◆ EXERCISE BRIEF:
Copy out every one of the records below word for word, changing nothing.

Excerpts from labeled region data:
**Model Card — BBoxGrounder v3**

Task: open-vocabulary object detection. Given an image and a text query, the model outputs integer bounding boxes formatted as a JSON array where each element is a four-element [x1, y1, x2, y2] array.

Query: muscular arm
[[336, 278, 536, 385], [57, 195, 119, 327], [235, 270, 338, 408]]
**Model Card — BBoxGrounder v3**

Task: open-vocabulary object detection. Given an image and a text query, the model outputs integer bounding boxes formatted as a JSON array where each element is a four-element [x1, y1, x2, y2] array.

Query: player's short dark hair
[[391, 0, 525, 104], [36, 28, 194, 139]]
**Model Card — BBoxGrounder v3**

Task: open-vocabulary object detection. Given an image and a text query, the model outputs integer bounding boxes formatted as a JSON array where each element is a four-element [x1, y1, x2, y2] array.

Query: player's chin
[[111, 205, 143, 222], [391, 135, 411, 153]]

◆ RESULT OF THE TASK:
**Model Card — BBoxGrounder v3**

Task: open-vocabulary object detection. Given an image and a text query, the model outputs integer bounding boxes formatted as a JSON array where each element is a four-element [x1, y1, x2, y2] array.

Query: muscular arm
[[336, 278, 536, 385], [57, 195, 119, 327], [235, 270, 338, 408]]
**Model Card — BBoxGrounder v3**

Task: open-vocabulary object detection. Given an image and a text query, the model outputs integer bounding boxes formatted as a JSON array where each element is a four-element [x1, y1, x2, y2] array.

Query: player's short dark hair
[[391, 0, 525, 104], [36, 28, 194, 139]]
**Model Card — BBoxGrounder v3**

Task: open-vocabulary object detection. Given an image and a text query, the model outputs integer bounding boxes formatted as a JSON array where each element is a four-element [x1, y1, x2, y2] array.

Query: player's chin
[[111, 205, 143, 222], [391, 135, 411, 153]]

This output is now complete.